Copy out all the entries below, word for word.

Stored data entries
◆ ◆ ◆ ◆

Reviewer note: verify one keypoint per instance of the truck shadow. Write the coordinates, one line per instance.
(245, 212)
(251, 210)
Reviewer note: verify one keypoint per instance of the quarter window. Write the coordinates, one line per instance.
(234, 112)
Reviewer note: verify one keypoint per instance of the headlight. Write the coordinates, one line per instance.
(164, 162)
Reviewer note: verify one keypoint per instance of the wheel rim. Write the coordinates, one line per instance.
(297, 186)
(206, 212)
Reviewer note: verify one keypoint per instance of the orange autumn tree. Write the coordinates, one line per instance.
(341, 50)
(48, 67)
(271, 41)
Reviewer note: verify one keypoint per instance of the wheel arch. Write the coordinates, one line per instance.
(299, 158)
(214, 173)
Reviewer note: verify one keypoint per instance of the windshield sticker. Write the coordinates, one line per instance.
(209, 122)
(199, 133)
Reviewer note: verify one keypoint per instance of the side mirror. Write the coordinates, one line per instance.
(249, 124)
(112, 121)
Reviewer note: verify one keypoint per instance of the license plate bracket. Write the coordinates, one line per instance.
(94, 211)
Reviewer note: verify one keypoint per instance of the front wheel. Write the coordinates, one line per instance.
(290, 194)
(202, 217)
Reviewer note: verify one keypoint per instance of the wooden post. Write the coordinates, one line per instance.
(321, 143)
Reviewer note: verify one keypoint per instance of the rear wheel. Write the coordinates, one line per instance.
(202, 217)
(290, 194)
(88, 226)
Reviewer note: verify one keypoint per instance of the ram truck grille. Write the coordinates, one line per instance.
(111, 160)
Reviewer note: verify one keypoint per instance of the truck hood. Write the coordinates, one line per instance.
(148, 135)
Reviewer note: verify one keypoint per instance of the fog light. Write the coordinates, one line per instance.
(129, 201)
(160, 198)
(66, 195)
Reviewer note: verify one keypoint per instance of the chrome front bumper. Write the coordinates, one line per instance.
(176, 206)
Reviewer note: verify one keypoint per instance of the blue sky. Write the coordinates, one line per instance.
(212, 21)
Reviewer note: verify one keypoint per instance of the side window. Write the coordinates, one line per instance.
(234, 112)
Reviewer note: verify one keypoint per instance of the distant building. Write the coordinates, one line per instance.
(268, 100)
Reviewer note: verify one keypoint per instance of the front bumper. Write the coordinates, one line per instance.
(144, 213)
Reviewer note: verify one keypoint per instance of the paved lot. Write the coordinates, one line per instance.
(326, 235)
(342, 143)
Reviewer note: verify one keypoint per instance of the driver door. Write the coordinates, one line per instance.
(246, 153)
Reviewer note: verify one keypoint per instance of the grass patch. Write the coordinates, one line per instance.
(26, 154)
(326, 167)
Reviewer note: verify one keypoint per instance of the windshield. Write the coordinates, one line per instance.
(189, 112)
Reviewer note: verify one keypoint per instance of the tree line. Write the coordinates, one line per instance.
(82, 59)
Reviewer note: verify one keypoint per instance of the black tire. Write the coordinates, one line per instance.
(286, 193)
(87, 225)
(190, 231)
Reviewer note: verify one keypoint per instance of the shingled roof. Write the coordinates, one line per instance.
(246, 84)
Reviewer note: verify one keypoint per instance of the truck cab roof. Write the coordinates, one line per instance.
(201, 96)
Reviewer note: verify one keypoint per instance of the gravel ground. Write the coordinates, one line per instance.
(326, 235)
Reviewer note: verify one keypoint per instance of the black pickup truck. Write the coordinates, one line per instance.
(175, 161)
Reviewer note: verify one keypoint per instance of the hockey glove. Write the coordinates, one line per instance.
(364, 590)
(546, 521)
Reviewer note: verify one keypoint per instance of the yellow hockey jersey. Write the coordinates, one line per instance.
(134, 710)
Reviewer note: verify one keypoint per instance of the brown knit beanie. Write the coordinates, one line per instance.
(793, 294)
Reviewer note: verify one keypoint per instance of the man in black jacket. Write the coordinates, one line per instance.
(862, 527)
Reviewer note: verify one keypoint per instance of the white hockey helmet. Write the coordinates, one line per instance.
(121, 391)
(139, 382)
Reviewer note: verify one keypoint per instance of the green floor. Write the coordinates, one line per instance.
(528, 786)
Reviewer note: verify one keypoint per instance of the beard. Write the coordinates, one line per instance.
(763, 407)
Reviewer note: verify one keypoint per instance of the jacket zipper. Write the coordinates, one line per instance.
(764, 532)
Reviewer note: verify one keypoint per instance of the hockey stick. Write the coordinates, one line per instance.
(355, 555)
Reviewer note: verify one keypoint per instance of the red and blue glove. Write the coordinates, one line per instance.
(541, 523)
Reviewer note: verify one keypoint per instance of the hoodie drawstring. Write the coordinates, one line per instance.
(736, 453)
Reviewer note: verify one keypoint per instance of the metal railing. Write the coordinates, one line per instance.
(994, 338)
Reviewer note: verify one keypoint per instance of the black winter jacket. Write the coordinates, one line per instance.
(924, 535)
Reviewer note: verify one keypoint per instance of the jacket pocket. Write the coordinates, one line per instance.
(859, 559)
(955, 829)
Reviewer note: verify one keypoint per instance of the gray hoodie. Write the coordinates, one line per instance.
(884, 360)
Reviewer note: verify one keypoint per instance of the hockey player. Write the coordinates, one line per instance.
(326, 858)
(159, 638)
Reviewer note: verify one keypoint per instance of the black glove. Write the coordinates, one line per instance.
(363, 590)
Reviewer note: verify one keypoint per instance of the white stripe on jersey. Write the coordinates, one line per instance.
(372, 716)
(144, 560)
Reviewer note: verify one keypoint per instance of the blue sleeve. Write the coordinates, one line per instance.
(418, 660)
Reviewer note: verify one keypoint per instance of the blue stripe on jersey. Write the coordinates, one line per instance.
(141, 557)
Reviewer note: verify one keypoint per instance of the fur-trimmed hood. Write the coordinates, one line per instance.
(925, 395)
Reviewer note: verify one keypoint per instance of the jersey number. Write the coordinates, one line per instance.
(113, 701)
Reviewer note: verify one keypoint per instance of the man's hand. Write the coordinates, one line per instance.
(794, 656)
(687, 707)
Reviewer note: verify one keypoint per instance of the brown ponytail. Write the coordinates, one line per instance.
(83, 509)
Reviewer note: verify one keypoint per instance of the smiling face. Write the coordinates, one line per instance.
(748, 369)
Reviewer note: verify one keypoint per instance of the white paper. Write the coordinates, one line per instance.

◆ ◆ ◆ ◆

Exercise answer
Reviewer note: verify one keypoint per instance of the truck shadow. Write the coordinates, one line per instance.
(245, 212)
(251, 210)
Reviewer note: verify one keypoint per instance of the quarter window. Write the coordinates, one line per instance.
(234, 112)
Reviewer note: verify one keypoint per instance of the headlight. Write the coordinates, one line per instance.
(164, 162)
Reviewer note: verify one keypoint per instance of the wheel rim. Write the coordinates, one line per instance.
(297, 186)
(206, 212)
Reviewer note: verify one keypoint per instance of the orange autumn tree. Write the coordinates, one line per instance.
(341, 50)
(48, 67)
(271, 41)
Reviewer note: verify one keypoint per instance of the wheel arch. Write the coordinates, one line per instance.
(299, 158)
(214, 173)
Reviewer note: verify one keypoint per instance of the windshield sticker. Write the coordinates, one line per instance.
(209, 122)
(199, 133)
Reviewer note: verify one keypoint per instance of the side mirror. Write the coordinates, one line per instance.
(249, 124)
(112, 121)
Reviewer note: verify one keypoint per instance of the license plate bracket. Write the coordinates, one line per instance.
(94, 211)
Reviewer note: verify one keypoint per instance of the front wheel. Write the coordinates, one line per instance.
(290, 194)
(202, 217)
Reviewer note: verify one keypoint per instance of the wooden post. Write the coordinates, one line per instance.
(321, 143)
Reviewer note: verify one keypoint per instance of the rear wheel. Write the coordinates, one line per instance.
(202, 217)
(290, 194)
(88, 226)
Reviewer note: verify one keypoint per instance of the ram truck grille. Write the coordinates, one line per instance.
(111, 160)
Reviewer note: verify one keypoint per instance of the truck hood. Write the coordinates, one line per instance.
(148, 135)
Reviewer note: verify one keypoint per instance of the fog light. Write the coordinates, one line per instance.
(129, 201)
(160, 198)
(66, 195)
Reviewer note: verify one keypoint per instance of the chrome front bumper. Write the coordinates, one line per instance.
(176, 206)
Reviewer note: verify one keypoint per instance of the blue sky. Write the coordinates, one line per instance.
(212, 21)
Reviewer note: verify one keypoint per instance of the side window. Write the coordinates, one line per instance.
(234, 112)
Reviewer note: verify one keypoint per instance of the distant building. Write the coordinates, one line per instance.
(268, 100)
Reviewer note: verify one keypoint per instance of the front bumper. Write the coordinates, one line per instance.
(144, 213)
Reviewer note: verify one keypoint per instance of the paved lot. Write the coordinates, one line per instance.
(326, 235)
(342, 143)
Reviewer note: verify one keypoint per instance of the driver door. Write the coordinates, one line per instance.
(246, 153)
Reviewer note: verify one keypoint per instance of the grass patch. Write the coordinates, one line per instance.
(26, 154)
(326, 167)
Reviewer note: verify one keypoint per instance of the windshield. Write the coordinates, one line per instance.
(189, 112)
Reviewer note: verify one keypoint per instance of the tree line. Write the coordinates, one line per instance.
(82, 59)
Reviewer note: verify one keypoint per instance of the black tire. Write the coordinates, one line per instance.
(286, 193)
(87, 225)
(190, 231)
Reviewer note: verify one keypoint per instance of the shingled roof. Write the coordinates, one line per instance.
(246, 84)
Reviewer note: verify one keypoint per instance of the truck cab roof. Write the coordinates, one line per instance.
(201, 96)
Reviewer note: verify one keypoint per instance of the gravel ground. Write the coordinates, one line per instance.
(326, 235)
Reviewer note: verify one keypoint per instance of the black pickup truck. Write the coordinates, one line per instance.
(175, 161)
Reviewer note: verify one keypoint per instance of the hockey glove. Write the coordinates, one line per instance.
(364, 590)
(546, 521)
Reviewer note: verify one keypoint per instance of the yellow hockey jersey. Write the coordinates, one line per instance.
(134, 710)
Reviewer note: verify one keypoint per instance of the brown knit beanie. Write the coordinates, one line per instance.
(793, 294)
Reviewer note: verify one keypoint per instance of the man in black jacket. Write the coordinates, one line per instance.
(862, 527)
Reviewer note: verify one keypoint per instance of the white hockey helmet. Write the coordinates, one line per instance.
(121, 391)
(139, 382)
Reviewer note: verify one keypoint per instance of the green floor. Write the coordinates, one line per instance.
(528, 786)
Reviewer note: verify one keypoint per instance of the beard. Write the coordinates, one line per instance.
(763, 407)
Reviewer note: verify one keypoint per instance of the jacket zipper. Write the coordinates, one line per instance.
(764, 532)
Reviewer note: verify one keypoint per instance of the hockey stick. Write the coordinates, one line per instance.
(355, 555)
Reviewer note: verify one keypoint per instance of the red and blue glove. Write the coordinates, one line per instance.
(541, 523)
Reviewer note: verify one keypoint per instance of the hoodie drawstring. Write the coordinates, one line per instance.
(736, 453)
Reviewer note: verify one keypoint per instance of the metal railing. Write the coordinates, one line per instance.
(994, 338)
Reviewer note: verify one keypoint per instance of the black winter jacket. Write the coordinates, one line per instance.
(924, 535)
Reviewer note: verify one keypoint per instance of the jacket pocket. Write the coordinates, one line per instance.
(859, 559)
(955, 829)
Reviewer note: verify one keypoint per instance of the gray hoodie. Write the coordinates, one line per instance.
(884, 360)
Reviewer note: verify one keypoint per instance of the hockey player. Write the coordinates, one line per instance.
(326, 858)
(159, 638)
Reviewer note: verify one keypoint per instance of the black glove. Write the coordinates, one line per instance.
(363, 590)
Reviewer note: verify one keypoint per instance of the white stripe on jersey. Write the coordinates, one line per instance.
(372, 716)
(144, 560)
Reviewer note: verify one keypoint per instance of the blue sleeve. Write the coordinates, one line per instance.
(418, 660)
Reviewer note: verify one keypoint per instance of the blue stripe on jersey. Write the coordinates, one line per instance.
(141, 557)
Reviewer note: verify one keypoint per instance of the fur-trimmed hood. Write the coordinates, one line per instance.
(925, 395)
Reviewer note: verify one keypoint per instance of the jersey number. Write the coordinates, one line per instance.
(113, 701)
Reviewer note: verify one keypoint per instance of the man's hand. Write the coordinates, one line per instance.
(794, 656)
(687, 707)
Reviewer note: verify one keypoint per instance of the brown ponytail. Write the coordinates, one line per instance.
(83, 509)
Reviewer note: verify one keypoint per instance of the smiling face. Write the coordinates, one line per instance.
(748, 369)
Reviewer note: verify one keypoint per instance of the white paper. Write the coordinates, one line per instance.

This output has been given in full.